> What you are asked to do
Change every "photo" in these lines to "image" and leave the rest of the wording as it is. Leave the pictures out of your answer.

◇ ◇ ◇

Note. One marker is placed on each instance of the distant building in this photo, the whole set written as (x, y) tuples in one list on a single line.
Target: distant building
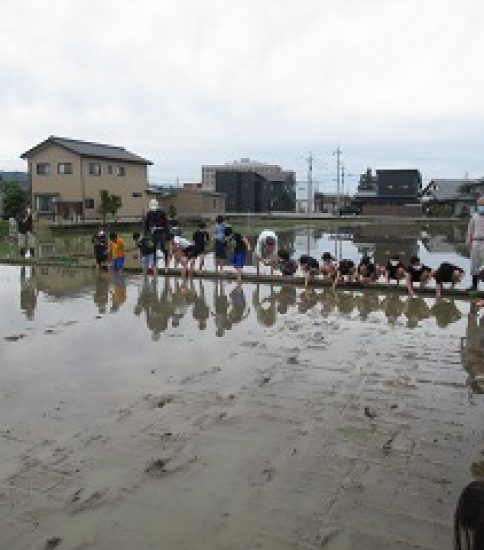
[(390, 192), (327, 203), (190, 202), (67, 175), (451, 197), (280, 188)]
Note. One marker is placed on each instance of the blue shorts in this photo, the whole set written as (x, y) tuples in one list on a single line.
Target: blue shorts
[(239, 260), (148, 261), (220, 250), (118, 263)]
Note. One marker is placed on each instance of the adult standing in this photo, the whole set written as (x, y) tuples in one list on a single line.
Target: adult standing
[(25, 234), (266, 249), (475, 242), (156, 227)]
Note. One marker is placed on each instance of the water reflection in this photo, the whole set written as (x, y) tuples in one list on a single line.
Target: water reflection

◇ ◇ ◇

> Output
Note. One marker is placed on each instance of the distant building in this image, the whole set written as (x, y) tuples in one list on a single line.
Target: distant building
[(390, 192), (327, 203), (190, 202), (67, 175), (451, 197), (280, 188)]
Note. One marker is placed on each instance of the blue shorts in this image, the whole set written as (x, y) tuples in one list on a single line.
Target: blue shorts
[(239, 260), (148, 261), (220, 250), (118, 263)]
Note. One marker is placed on each instance of the adult standing in this image, the whole set written as (x, y) tuples in one list on a single line.
Target: adult standing
[(25, 234), (266, 249), (475, 242), (156, 227)]
Note. One marker is placed on each instance of the water reflection in this image, the whole set written as (x, y) tuples in one list on a single line.
Target: water reflection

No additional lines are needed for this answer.